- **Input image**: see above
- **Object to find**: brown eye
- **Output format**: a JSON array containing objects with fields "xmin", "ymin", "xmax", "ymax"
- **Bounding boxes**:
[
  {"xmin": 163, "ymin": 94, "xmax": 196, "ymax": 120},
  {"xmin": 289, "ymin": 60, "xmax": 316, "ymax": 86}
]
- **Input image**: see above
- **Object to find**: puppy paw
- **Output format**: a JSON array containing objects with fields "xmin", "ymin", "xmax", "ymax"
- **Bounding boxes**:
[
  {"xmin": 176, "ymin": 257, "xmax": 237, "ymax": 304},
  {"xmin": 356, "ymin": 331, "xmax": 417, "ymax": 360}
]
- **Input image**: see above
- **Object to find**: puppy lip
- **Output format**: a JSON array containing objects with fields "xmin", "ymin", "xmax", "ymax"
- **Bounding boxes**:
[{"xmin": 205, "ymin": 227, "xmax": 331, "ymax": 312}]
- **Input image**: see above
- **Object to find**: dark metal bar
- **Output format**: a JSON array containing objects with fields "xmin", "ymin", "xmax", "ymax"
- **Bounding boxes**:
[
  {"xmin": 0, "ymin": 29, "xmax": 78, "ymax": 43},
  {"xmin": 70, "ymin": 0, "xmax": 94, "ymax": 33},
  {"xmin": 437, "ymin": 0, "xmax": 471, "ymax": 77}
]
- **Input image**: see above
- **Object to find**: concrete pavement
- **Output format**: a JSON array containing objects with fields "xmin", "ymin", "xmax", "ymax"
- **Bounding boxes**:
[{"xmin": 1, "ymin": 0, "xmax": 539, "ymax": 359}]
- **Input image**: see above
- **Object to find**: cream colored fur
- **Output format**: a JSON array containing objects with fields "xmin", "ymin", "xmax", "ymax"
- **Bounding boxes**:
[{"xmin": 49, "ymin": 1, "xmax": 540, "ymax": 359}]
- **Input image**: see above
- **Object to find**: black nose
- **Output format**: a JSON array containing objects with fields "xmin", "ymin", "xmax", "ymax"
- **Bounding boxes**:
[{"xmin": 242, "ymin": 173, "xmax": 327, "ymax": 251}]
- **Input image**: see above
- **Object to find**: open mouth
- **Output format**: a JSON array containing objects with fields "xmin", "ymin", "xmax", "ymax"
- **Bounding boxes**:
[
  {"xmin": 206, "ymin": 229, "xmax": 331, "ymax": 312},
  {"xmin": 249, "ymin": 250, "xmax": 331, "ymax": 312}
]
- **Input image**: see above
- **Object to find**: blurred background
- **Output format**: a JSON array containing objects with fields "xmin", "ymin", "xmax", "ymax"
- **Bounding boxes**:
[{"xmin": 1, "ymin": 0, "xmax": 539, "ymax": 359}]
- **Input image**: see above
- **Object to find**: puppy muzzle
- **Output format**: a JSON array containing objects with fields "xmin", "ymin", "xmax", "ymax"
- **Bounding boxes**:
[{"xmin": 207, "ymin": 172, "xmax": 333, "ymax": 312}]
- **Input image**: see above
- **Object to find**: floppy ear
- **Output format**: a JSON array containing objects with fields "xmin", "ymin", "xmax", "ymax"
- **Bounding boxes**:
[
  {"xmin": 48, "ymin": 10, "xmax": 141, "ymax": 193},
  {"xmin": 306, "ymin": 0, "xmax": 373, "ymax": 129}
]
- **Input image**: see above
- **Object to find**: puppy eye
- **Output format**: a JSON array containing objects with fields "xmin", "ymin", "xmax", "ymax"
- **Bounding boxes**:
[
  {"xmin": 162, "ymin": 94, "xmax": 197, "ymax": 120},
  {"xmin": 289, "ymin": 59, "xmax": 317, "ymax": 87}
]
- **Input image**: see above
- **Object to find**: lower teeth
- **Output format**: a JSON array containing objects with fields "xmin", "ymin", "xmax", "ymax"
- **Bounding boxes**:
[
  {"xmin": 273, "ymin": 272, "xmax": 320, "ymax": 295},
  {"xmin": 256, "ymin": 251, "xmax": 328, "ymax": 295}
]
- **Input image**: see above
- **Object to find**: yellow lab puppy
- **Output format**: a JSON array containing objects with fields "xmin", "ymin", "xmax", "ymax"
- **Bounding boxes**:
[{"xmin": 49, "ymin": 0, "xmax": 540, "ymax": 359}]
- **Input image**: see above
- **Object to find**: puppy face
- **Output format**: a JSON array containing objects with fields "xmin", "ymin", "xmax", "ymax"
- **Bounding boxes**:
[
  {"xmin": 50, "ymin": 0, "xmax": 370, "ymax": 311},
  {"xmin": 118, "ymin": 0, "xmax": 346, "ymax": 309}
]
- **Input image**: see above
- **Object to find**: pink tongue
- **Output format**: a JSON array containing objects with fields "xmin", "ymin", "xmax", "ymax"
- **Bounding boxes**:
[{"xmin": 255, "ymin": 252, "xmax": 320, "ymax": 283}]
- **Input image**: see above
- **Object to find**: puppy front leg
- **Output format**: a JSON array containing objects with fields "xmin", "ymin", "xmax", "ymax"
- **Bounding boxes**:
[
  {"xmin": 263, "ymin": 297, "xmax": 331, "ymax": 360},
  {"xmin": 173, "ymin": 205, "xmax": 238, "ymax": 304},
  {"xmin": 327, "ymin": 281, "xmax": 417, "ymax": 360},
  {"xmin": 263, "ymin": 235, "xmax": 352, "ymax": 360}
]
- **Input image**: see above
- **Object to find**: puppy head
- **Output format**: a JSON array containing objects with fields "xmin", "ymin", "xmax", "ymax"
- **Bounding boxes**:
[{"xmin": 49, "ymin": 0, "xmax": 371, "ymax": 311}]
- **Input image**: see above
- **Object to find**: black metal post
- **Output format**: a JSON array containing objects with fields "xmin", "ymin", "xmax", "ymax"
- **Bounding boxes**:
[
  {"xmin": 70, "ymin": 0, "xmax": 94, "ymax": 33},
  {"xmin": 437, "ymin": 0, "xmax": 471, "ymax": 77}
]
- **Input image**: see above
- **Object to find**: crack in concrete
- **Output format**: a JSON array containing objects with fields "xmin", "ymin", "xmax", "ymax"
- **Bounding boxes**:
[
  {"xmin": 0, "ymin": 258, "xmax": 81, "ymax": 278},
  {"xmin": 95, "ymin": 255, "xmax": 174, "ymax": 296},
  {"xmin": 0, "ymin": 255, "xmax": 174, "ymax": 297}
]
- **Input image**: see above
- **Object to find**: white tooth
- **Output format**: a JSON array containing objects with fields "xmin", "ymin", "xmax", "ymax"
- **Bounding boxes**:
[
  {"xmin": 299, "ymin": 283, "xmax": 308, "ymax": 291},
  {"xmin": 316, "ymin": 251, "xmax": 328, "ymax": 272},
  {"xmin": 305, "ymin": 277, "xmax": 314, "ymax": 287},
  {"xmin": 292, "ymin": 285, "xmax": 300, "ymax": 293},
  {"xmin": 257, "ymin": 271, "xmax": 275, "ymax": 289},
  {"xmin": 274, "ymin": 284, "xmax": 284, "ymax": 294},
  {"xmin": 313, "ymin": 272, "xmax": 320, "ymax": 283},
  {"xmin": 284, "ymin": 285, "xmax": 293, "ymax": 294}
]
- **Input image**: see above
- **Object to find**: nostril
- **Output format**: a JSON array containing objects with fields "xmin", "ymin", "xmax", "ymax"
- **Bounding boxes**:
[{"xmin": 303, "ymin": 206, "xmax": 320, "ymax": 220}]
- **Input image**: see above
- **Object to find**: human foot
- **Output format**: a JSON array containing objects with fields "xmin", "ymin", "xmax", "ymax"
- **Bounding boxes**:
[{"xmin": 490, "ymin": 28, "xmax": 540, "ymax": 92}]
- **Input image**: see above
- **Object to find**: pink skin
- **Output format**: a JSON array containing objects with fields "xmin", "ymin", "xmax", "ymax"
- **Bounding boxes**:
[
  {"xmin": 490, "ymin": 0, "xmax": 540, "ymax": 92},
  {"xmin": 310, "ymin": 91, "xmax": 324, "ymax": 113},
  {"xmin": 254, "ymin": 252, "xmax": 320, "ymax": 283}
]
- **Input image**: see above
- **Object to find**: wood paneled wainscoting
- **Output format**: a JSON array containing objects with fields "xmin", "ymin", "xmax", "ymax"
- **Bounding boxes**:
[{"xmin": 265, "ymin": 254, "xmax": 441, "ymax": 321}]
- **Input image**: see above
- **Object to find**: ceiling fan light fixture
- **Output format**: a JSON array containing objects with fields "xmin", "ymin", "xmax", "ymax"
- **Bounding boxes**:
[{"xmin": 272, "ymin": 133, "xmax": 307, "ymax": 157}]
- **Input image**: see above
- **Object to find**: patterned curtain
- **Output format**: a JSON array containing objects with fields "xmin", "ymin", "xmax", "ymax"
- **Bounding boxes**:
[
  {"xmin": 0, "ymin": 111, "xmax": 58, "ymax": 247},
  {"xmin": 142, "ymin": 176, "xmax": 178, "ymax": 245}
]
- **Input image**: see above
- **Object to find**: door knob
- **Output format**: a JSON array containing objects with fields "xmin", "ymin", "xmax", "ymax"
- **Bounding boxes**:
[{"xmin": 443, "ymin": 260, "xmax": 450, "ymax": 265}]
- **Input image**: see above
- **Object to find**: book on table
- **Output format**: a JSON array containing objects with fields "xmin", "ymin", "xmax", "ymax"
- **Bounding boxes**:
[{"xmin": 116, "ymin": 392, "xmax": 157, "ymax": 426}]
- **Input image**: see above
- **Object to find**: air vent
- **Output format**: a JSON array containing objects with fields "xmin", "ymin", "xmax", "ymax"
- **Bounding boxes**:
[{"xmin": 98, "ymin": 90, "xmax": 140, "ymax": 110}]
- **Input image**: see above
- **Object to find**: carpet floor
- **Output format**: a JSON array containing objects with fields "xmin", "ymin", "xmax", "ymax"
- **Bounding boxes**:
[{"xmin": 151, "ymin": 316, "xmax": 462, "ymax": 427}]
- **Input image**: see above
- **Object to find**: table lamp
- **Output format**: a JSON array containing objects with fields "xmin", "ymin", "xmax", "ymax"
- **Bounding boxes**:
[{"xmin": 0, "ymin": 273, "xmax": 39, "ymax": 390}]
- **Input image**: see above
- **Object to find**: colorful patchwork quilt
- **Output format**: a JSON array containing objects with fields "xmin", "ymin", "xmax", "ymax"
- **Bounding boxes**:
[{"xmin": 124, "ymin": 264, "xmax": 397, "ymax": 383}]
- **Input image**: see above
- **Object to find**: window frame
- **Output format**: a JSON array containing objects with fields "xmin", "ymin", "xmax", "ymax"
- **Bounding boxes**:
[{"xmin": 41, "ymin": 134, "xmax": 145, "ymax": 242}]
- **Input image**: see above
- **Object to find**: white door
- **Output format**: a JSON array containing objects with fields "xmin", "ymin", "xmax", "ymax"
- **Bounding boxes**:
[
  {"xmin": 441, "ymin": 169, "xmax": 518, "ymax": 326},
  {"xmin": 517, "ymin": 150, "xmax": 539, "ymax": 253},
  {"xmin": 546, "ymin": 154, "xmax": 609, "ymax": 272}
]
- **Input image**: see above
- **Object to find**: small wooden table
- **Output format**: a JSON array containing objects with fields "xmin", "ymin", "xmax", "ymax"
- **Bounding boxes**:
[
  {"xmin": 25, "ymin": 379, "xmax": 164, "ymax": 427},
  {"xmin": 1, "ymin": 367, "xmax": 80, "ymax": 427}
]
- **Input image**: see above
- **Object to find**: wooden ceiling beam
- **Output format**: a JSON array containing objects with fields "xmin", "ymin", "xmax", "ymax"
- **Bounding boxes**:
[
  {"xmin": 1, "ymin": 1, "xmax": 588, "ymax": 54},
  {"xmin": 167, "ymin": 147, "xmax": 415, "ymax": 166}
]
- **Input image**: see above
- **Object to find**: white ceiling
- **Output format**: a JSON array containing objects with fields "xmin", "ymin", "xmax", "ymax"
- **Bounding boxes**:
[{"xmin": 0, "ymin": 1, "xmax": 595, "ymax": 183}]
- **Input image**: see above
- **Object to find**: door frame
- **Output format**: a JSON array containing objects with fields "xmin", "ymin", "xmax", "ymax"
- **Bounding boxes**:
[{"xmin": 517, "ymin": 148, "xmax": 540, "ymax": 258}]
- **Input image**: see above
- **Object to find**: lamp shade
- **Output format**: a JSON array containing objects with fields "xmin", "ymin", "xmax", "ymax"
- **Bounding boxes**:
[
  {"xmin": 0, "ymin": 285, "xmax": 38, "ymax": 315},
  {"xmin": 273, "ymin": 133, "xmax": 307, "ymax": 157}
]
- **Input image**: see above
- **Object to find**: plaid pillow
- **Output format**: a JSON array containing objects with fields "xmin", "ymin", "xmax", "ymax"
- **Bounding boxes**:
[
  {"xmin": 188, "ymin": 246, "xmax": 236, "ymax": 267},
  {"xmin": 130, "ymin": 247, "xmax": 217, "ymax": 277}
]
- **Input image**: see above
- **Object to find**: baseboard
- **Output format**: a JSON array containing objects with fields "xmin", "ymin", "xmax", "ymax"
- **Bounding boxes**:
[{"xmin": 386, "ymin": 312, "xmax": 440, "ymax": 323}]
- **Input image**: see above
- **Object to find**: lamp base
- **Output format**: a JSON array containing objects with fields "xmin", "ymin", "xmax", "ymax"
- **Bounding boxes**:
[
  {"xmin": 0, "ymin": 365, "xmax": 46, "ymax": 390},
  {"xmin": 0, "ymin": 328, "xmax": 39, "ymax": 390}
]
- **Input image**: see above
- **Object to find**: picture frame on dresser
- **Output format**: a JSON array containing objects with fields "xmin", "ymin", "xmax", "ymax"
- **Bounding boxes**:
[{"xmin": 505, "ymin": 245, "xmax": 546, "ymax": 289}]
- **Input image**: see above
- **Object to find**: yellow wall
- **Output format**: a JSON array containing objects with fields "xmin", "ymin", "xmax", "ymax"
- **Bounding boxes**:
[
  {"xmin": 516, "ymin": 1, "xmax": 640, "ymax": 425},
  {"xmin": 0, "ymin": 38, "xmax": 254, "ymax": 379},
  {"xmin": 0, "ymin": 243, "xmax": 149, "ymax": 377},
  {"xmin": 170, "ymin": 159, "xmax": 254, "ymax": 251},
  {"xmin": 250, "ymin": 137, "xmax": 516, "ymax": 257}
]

- - - - -

▶ Task to complete:
Copy the material above word for word, taking the first line, the line containing "- **Object to find**: cream colored fur", and every line between them, and nothing else.

▶ Expected answer:
- **Input image**: see above
- **Object to find**: brown eye
- **Output format**: a JSON array containing objects with fields "xmin", "ymin", "xmax", "ymax"
- **Bounding boxes**:
[
  {"xmin": 163, "ymin": 94, "xmax": 196, "ymax": 120},
  {"xmin": 289, "ymin": 60, "xmax": 316, "ymax": 86}
]
- **Input image**: see above
- **Object to find**: puppy paw
- **Output format**: a JSON array containing objects with fields "xmin", "ymin", "xmax", "ymax"
- **Bounding boxes**:
[
  {"xmin": 176, "ymin": 257, "xmax": 237, "ymax": 304},
  {"xmin": 356, "ymin": 331, "xmax": 417, "ymax": 360}
]
- **Input image**: see above
- **Object to find**: puppy lip
- **Output format**: a JSON array containing objects with fields "xmin", "ymin", "xmax", "ymax"
- **Bounding boxes**:
[{"xmin": 205, "ymin": 227, "xmax": 331, "ymax": 312}]
- **Input image**: see above
- **Object to find**: dark metal bar
- **Output format**: a JSON array containing objects with fields "xmin", "ymin", "xmax", "ymax"
- **Bounding boxes**:
[
  {"xmin": 0, "ymin": 29, "xmax": 78, "ymax": 43},
  {"xmin": 70, "ymin": 0, "xmax": 94, "ymax": 33},
  {"xmin": 437, "ymin": 0, "xmax": 471, "ymax": 77}
]
- **Input image**: see above
- **Object to find**: concrete pavement
- **Output format**: a JSON array containing objects with fields "xmin", "ymin", "xmax", "ymax"
- **Bounding boxes**:
[{"xmin": 1, "ymin": 0, "xmax": 539, "ymax": 359}]
- **Input image**: see above
- **Object to find**: cream colored fur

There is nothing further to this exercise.